» Activity
Output all entries below exactly as they are given.
Data extract Block Start
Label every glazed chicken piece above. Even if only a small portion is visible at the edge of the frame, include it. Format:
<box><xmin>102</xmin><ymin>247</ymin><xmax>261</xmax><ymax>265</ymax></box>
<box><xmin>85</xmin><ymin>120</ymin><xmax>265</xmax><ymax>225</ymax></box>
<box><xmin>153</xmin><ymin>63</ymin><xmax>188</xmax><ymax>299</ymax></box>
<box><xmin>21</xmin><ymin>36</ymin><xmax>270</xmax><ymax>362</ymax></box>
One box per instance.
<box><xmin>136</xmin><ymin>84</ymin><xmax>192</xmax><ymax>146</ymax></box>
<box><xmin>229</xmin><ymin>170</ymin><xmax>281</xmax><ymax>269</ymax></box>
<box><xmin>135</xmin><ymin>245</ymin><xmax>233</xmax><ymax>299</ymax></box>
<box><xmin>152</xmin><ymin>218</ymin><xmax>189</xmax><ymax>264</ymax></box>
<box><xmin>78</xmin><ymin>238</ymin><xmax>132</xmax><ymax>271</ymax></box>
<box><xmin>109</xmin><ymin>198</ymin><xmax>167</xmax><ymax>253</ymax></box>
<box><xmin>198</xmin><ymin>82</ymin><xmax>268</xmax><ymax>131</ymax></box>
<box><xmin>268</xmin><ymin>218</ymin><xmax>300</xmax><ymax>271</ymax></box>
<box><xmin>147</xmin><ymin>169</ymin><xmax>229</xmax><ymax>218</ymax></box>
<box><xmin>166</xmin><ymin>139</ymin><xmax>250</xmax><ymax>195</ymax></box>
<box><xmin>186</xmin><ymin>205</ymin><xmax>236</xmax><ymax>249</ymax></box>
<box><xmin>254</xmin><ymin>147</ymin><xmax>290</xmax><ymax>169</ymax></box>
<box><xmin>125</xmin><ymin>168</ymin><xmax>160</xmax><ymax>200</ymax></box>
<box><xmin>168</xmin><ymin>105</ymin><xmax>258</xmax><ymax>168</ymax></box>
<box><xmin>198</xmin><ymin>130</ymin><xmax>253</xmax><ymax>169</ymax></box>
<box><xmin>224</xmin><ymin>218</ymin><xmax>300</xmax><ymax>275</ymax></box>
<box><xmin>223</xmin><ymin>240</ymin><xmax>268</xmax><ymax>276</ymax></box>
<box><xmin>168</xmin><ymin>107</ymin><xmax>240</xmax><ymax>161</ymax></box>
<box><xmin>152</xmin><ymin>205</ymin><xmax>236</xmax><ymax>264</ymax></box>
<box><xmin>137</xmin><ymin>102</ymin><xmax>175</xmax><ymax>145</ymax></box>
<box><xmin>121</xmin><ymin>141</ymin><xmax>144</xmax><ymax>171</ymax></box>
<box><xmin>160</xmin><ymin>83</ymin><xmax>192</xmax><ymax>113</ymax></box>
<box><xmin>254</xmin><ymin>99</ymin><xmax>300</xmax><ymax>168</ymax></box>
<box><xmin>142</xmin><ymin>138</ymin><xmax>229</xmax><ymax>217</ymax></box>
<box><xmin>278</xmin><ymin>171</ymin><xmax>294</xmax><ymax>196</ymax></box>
Data extract Block End
» Solved problem
Label every glazed chicken piece above. Even if only a small portion is visible at the edge of the frame, include it. Format:
<box><xmin>102</xmin><ymin>247</ymin><xmax>261</xmax><ymax>265</ymax></box>
<box><xmin>85</xmin><ymin>120</ymin><xmax>265</xmax><ymax>225</ymax></box>
<box><xmin>153</xmin><ymin>63</ymin><xmax>188</xmax><ymax>299</ymax></box>
<box><xmin>21</xmin><ymin>36</ymin><xmax>270</xmax><ymax>362</ymax></box>
One box per instance.
<box><xmin>136</xmin><ymin>84</ymin><xmax>192</xmax><ymax>146</ymax></box>
<box><xmin>229</xmin><ymin>170</ymin><xmax>281</xmax><ymax>269</ymax></box>
<box><xmin>135</xmin><ymin>245</ymin><xmax>233</xmax><ymax>299</ymax></box>
<box><xmin>152</xmin><ymin>218</ymin><xmax>189</xmax><ymax>264</ymax></box>
<box><xmin>78</xmin><ymin>238</ymin><xmax>132</xmax><ymax>271</ymax></box>
<box><xmin>109</xmin><ymin>198</ymin><xmax>167</xmax><ymax>253</ymax></box>
<box><xmin>198</xmin><ymin>82</ymin><xmax>268</xmax><ymax>131</ymax></box>
<box><xmin>268</xmin><ymin>218</ymin><xmax>300</xmax><ymax>271</ymax></box>
<box><xmin>147</xmin><ymin>169</ymin><xmax>229</xmax><ymax>218</ymax></box>
<box><xmin>166</xmin><ymin>139</ymin><xmax>250</xmax><ymax>195</ymax></box>
<box><xmin>186</xmin><ymin>205</ymin><xmax>236</xmax><ymax>249</ymax></box>
<box><xmin>254</xmin><ymin>147</ymin><xmax>290</xmax><ymax>169</ymax></box>
<box><xmin>125</xmin><ymin>168</ymin><xmax>160</xmax><ymax>200</ymax></box>
<box><xmin>168</xmin><ymin>105</ymin><xmax>258</xmax><ymax>168</ymax></box>
<box><xmin>198</xmin><ymin>130</ymin><xmax>253</xmax><ymax>169</ymax></box>
<box><xmin>224</xmin><ymin>218</ymin><xmax>300</xmax><ymax>275</ymax></box>
<box><xmin>223</xmin><ymin>240</ymin><xmax>268</xmax><ymax>276</ymax></box>
<box><xmin>168</xmin><ymin>107</ymin><xmax>240</xmax><ymax>161</ymax></box>
<box><xmin>152</xmin><ymin>205</ymin><xmax>236</xmax><ymax>264</ymax></box>
<box><xmin>137</xmin><ymin>102</ymin><xmax>175</xmax><ymax>145</ymax></box>
<box><xmin>121</xmin><ymin>141</ymin><xmax>144</xmax><ymax>171</ymax></box>
<box><xmin>160</xmin><ymin>83</ymin><xmax>192</xmax><ymax>113</ymax></box>
<box><xmin>254</xmin><ymin>99</ymin><xmax>300</xmax><ymax>168</ymax></box>
<box><xmin>142</xmin><ymin>138</ymin><xmax>229</xmax><ymax>217</ymax></box>
<box><xmin>278</xmin><ymin>171</ymin><xmax>294</xmax><ymax>196</ymax></box>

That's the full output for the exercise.